• **WHAT YOU HAVE TO DO**:
From the line containing "Retail shelf audit: identify every brown grass" through the last line of the entries, set down every line exactly and add nothing.

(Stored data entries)
****

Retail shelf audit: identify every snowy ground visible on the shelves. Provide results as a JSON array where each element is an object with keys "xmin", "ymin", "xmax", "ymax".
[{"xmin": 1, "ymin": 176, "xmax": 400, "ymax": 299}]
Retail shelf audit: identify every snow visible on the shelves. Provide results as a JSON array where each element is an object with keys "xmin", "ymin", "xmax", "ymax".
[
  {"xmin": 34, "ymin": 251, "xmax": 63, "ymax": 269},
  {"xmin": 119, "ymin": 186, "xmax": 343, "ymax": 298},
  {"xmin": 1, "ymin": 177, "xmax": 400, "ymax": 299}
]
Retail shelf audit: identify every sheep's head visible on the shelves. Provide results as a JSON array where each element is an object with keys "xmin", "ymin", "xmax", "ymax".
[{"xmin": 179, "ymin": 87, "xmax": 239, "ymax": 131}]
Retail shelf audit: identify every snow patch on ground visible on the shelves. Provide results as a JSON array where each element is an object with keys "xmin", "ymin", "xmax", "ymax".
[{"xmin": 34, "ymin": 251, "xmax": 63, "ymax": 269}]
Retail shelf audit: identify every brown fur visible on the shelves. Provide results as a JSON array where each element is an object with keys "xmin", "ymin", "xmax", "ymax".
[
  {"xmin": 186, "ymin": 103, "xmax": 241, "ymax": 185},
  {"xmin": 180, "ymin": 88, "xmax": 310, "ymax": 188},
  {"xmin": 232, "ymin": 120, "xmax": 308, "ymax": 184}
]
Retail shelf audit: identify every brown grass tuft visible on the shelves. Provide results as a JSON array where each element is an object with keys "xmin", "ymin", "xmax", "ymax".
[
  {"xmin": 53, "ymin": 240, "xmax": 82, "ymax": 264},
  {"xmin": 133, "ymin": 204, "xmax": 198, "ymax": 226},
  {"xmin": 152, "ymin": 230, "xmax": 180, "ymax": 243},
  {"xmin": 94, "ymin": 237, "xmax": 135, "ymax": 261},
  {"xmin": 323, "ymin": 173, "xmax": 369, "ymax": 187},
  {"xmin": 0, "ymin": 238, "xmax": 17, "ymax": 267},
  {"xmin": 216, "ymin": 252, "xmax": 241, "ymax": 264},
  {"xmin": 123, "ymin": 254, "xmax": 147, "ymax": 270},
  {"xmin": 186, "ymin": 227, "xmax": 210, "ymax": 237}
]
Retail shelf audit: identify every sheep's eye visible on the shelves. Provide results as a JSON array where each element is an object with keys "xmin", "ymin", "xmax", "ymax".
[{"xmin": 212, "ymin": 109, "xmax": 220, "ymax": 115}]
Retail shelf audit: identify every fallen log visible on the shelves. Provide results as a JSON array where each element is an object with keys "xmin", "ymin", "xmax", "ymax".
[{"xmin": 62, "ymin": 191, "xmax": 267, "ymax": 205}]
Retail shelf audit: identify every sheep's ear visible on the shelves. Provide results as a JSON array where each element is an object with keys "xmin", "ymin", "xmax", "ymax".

****

• **COMPLETED TASK**:
Retail shelf audit: identify every brown grass tuft visible on the shelves. Provide results as a JSON array where each element is an object with keys "xmin", "ymin", "xmax", "ymax".
[
  {"xmin": 53, "ymin": 240, "xmax": 82, "ymax": 264},
  {"xmin": 133, "ymin": 204, "xmax": 198, "ymax": 226},
  {"xmin": 152, "ymin": 230, "xmax": 180, "ymax": 243},
  {"xmin": 94, "ymin": 237, "xmax": 135, "ymax": 261},
  {"xmin": 323, "ymin": 173, "xmax": 369, "ymax": 187},
  {"xmin": 0, "ymin": 238, "xmax": 17, "ymax": 267},
  {"xmin": 216, "ymin": 252, "xmax": 241, "ymax": 264},
  {"xmin": 123, "ymin": 254, "xmax": 147, "ymax": 270},
  {"xmin": 186, "ymin": 227, "xmax": 210, "ymax": 237}
]
Retail shelf audit: identify every sheep's eye visible on the shelves. Provide results as a JSON array where each element is an object with keys "xmin", "ymin", "xmax", "ymax".
[{"xmin": 212, "ymin": 109, "xmax": 220, "ymax": 115}]
Retail shelf audit: identify every fallen log visible on the shelves. Provide results as a JSON array where each element is an object with keys "xmin", "ymin", "xmax", "ymax".
[{"xmin": 62, "ymin": 191, "xmax": 267, "ymax": 205}]
Retail shelf audit: identify every sheep's ear visible on the shelves. Provide results as a JSON array where each element is an object with keys "xmin", "ymin", "xmax", "ymax".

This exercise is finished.